Copy out the listing below, substituting "a single point for each instance" for every "one point per instance" and changing nothing else. Omit the pictures from your copy.

# start of AVAILABLE DATA

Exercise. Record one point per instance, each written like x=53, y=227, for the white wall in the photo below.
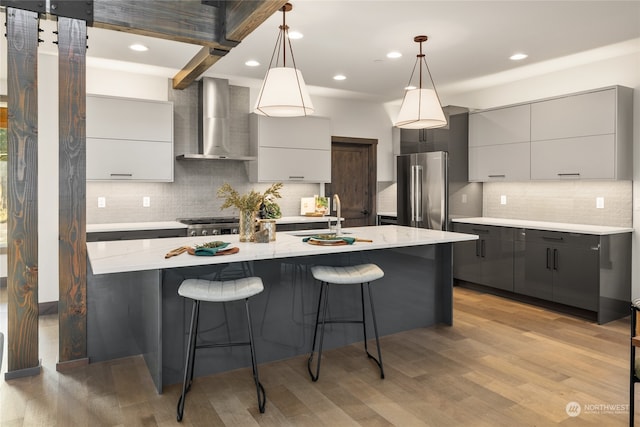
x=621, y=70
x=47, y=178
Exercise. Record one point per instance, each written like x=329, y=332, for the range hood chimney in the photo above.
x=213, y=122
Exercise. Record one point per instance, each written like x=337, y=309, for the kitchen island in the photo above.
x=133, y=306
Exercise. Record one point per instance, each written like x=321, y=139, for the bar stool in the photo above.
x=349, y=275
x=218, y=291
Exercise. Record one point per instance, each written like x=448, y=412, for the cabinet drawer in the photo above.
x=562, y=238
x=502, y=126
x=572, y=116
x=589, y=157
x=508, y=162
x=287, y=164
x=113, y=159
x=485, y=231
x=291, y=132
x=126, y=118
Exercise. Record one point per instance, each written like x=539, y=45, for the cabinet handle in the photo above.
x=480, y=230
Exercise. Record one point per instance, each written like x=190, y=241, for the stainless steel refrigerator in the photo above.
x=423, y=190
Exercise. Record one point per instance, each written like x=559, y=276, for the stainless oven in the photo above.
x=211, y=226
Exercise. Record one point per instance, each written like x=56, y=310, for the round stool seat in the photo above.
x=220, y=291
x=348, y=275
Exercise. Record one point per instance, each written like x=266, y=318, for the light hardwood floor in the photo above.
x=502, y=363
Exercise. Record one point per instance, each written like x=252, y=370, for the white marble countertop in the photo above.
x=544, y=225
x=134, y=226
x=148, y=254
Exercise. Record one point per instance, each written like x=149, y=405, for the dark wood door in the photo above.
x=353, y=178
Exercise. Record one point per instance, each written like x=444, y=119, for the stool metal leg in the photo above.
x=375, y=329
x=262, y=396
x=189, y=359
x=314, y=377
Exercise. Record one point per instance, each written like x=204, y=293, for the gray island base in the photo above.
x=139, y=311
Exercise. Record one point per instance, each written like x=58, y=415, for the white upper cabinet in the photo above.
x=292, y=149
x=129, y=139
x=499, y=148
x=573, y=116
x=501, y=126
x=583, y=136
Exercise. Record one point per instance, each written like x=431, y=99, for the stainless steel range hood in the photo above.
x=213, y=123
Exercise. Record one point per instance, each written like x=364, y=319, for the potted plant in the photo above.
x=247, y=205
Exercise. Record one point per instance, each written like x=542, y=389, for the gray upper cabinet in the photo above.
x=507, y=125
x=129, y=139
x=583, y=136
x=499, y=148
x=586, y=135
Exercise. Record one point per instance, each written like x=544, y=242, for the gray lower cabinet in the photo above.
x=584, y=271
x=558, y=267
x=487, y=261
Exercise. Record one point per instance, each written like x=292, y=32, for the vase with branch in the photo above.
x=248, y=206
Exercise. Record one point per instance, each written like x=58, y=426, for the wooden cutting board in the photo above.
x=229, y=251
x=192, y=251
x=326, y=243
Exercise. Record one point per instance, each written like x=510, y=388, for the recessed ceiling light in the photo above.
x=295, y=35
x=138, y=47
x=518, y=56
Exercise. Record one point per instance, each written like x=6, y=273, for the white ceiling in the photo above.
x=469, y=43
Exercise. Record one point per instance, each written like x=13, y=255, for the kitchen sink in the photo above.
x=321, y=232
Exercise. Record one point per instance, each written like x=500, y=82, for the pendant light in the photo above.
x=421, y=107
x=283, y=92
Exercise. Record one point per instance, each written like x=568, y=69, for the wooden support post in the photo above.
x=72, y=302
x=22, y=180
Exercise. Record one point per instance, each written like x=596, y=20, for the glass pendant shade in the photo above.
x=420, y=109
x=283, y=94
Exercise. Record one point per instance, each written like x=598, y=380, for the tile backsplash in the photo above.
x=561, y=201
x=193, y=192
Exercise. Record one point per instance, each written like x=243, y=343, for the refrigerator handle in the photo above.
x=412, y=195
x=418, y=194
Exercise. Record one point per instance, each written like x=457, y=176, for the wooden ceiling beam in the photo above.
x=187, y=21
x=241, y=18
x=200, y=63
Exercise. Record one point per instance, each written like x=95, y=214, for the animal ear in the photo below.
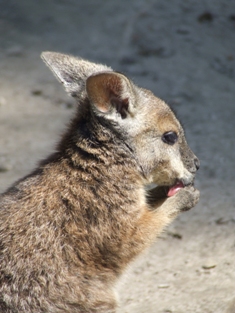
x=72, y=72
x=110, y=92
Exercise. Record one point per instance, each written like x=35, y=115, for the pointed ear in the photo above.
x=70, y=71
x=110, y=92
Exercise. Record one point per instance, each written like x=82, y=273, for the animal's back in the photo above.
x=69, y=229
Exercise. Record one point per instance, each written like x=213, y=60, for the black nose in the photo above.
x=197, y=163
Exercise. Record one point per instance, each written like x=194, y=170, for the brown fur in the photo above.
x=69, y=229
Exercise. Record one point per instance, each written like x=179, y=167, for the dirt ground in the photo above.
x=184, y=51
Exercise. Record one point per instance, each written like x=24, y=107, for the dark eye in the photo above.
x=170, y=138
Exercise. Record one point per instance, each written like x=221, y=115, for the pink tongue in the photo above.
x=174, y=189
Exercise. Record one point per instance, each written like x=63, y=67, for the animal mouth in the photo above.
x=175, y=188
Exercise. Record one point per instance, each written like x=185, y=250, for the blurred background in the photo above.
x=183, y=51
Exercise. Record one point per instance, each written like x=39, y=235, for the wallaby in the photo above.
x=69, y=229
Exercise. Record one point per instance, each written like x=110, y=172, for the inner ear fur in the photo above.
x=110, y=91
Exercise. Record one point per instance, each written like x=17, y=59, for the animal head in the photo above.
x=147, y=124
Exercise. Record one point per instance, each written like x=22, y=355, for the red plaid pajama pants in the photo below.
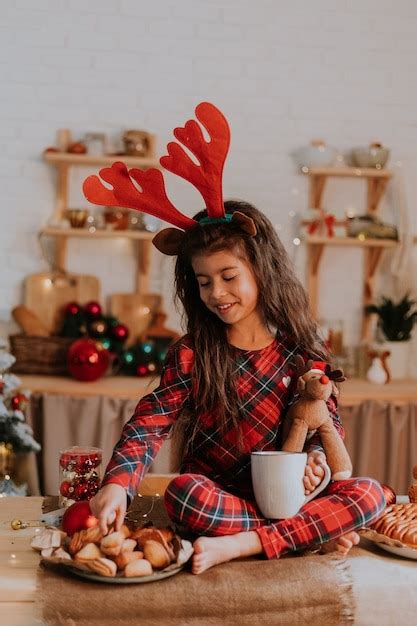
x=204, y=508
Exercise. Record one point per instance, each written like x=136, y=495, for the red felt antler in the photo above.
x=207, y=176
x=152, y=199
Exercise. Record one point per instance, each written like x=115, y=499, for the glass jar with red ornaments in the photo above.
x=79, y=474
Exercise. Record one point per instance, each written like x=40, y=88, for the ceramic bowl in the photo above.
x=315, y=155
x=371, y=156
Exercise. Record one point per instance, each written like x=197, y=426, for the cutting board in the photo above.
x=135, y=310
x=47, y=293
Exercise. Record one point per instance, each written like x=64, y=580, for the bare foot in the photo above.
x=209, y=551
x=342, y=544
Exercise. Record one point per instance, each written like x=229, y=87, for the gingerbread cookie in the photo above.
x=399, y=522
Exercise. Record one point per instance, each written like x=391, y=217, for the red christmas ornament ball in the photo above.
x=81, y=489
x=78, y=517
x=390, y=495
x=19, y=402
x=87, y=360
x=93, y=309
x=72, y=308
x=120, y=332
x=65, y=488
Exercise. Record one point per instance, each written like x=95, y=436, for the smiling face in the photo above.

# end of AVAILABLE DATA

# SOLVED PROBLEM:
Exercise. Record a single point for each instance, each written like x=53, y=227, for the white wall in the photo below.
x=621, y=70
x=47, y=178
Exercise. Record a single point for each instance, each written like x=329, y=332, for the range hood chimney in the photo above.
x=213, y=122
Exercise. Record a single point for each instance, each written like x=337, y=309, for the kitchen island in the photo above.
x=133, y=306
Exercise. Record a single point for each instance, each written like x=321, y=139, for the bar stool in the photo above.
x=349, y=275
x=218, y=291
Exercise. Record a single point for each instance, each written like x=448, y=412, for the cabinet drawer in the photo above.
x=562, y=238
x=502, y=126
x=572, y=116
x=589, y=157
x=508, y=162
x=287, y=164
x=113, y=159
x=485, y=231
x=291, y=132
x=126, y=118
Exercise. Record a single point for each instance, each written like x=539, y=45, for the cabinet handle in the photo above.
x=480, y=230
Exercise. Record a single point for each instance, each written like x=190, y=241, for the stainless steel refrigerator in the photo above.
x=423, y=190
Exercise. Record a single point for each instance, each written like x=559, y=276, for the stainless oven in the photo above.
x=211, y=226
Exercise. Record a single point for each instance, each written like x=56, y=310, for the round stool seat in the photo above.
x=220, y=291
x=348, y=275
Exercise. Record a single point for each instance, each written like x=266, y=318, for the light hardwood floor in the photo above.
x=502, y=363
Exercise. Record a single point for each instance, each written like x=252, y=370, for the white marble countertop in the photo above.
x=544, y=225
x=134, y=226
x=148, y=254
Exercise. Record a single point for each instance, each written like x=149, y=405, for the dark wood door in the photo above.
x=353, y=178
Exercise. Record a single point for each instance, each written like x=444, y=119, for the stool metal leg in the photo above.
x=375, y=329
x=262, y=396
x=189, y=359
x=314, y=377
Exercise. Record a single point for each instance, each written like x=204, y=293, for the gray island base in the photo above.
x=139, y=311
Exercise. Record a single point for each instance, each written like x=58, y=415, for the white upper cabinet in the photo above.
x=292, y=149
x=129, y=139
x=499, y=148
x=573, y=116
x=501, y=126
x=583, y=136
Exercise. Record a single point for each instance, each written like x=431, y=99, for the stainless steel range hood in the photo above.
x=213, y=123
Exercise. Record a single point for each instance, each written like x=364, y=319, for the potted plant in the photo above.
x=247, y=205
Exercise. Record a single point for each instance, each written like x=542, y=389, for the gray upper cabinet in the photo above.
x=507, y=125
x=129, y=139
x=583, y=136
x=499, y=148
x=586, y=135
Exercise. Record a single point for each instance, each written like x=544, y=242, for the gray lower cabinet in the photo above.
x=584, y=271
x=558, y=267
x=487, y=261
Exercise. Record a single point for each instance, each written like x=292, y=32, for the vase with branch in the photo above.
x=248, y=206
Exercise. Record a single point for each instance, each written like x=58, y=426, for the wooden cutting board in the photo above.
x=229, y=251
x=192, y=251
x=326, y=243
Exercise. Record a single point for each instance, each written like x=510, y=388, for the recessed ceiling light in the photo above.
x=295, y=35
x=138, y=47
x=518, y=56
Exercise. Record a single point for each instance, each written like x=6, y=273, for the white ceiling in the photo above.
x=469, y=43
Exercise. Record a single point for each instance, each written like x=13, y=255, for the kitchen sink in the photo above.
x=321, y=232
Exercise. Record a single point for each instance, each written like x=500, y=82, for the pendant light in the photo above.
x=421, y=107
x=283, y=92
Exercise. Record a single point for each instance, each written like x=568, y=69, for the wooden support post in the photo above.
x=72, y=302
x=22, y=180
Exercise. Record a single point for each instance, each written like x=596, y=20, for the glass pendant shade in the photo above.
x=420, y=109
x=283, y=94
Exercise. Record a single point for each instance, each written like x=598, y=380, for the tile backsplash in the photo above.
x=561, y=201
x=193, y=192
Exercise. Record a single point for each instance, each written like x=243, y=343, for the refrigerator handle in the photo above.
x=412, y=195
x=418, y=194
Exercise. Record a single point for each instance, each written like x=457, y=176, for the wooden ceiling beam in the photo above.
x=187, y=21
x=241, y=18
x=200, y=63
Exercise. Record a single point for each instance, each written like x=95, y=214, for the animal ear in the photo below.
x=72, y=72
x=110, y=92
Exercise. Record a single point for each instance, each written like x=35, y=115, for the pointed ear in the photo above.
x=70, y=71
x=110, y=92
Exercise. Record a single point for each instance, each written like x=82, y=273, for the animal's back in the photo above.
x=69, y=229
Exercise. Record a single point for each instance, each written like x=213, y=60, for the black nose in the photo above.
x=197, y=163
Exercise. Record a single point for each instance, each written like x=194, y=170, for the brown fur in the photo above.
x=69, y=229
Exercise. Record a single point for each instance, each written like x=179, y=167, for the dirt ground in the photo above.
x=184, y=51
Exercise. Record a single point for each instance, each written like x=24, y=107, for the dark eye in the photo above.
x=170, y=138
Exercise. Record a single point for each instance, each written like x=221, y=115, for the pink tongue in the photo above.
x=174, y=189
Exercise. Record a single point for each instance, each written like x=63, y=67, for the animal mouth in the photo above.
x=175, y=188
Exercise. Record a single point for each instance, each written like x=185, y=250, for the blurred background in the photo above.
x=183, y=51
Exercise. Record a single point for each instance, each written like x=39, y=235, for the wallaby in the photo above.
x=69, y=229
Exercise. Record a single point for each instance, each written like x=110, y=172, for the inner ear fur in the photo above.
x=110, y=91
Exercise. Record a single point for each instance, each written like x=17, y=59, for the animal head in the photo above.
x=147, y=124
Exercise. Record a single point for each instance, each written like x=22, y=355, for the red plaid pajama pants in the photo below.
x=204, y=508
Exercise. Record a single point for each instance, each written like x=136, y=495, for the red felt antler in the photo above.
x=207, y=176
x=152, y=199
Exercise. Record a single point for each instance, each written like x=115, y=499, for the glass jar with red ornaments in the photo above.
x=79, y=474
Exercise. Record a single point for each instance, each written like x=40, y=88, for the ceramic bowl in the photo above.
x=315, y=155
x=371, y=156
Exercise. Record a single point for each instance, each written like x=197, y=426, for the cutting board in the photo above.
x=135, y=310
x=47, y=293
Exercise. Record a single point for each instance, each written like x=64, y=580, for the bare foot in the photo above.
x=209, y=551
x=342, y=544
Exercise. Record a single point for each instance, each written like x=229, y=87, for the gingerbread cookie in the photo above.
x=399, y=522
Exercise. Record a single point for each instance, each written like x=391, y=217, for the red christmas ornament ball in the photo above.
x=81, y=489
x=78, y=517
x=390, y=495
x=19, y=402
x=87, y=360
x=93, y=309
x=72, y=308
x=120, y=332
x=65, y=488
Exercise. Record a single point for each instance, each written like x=95, y=436, for the smiling face in the photo above.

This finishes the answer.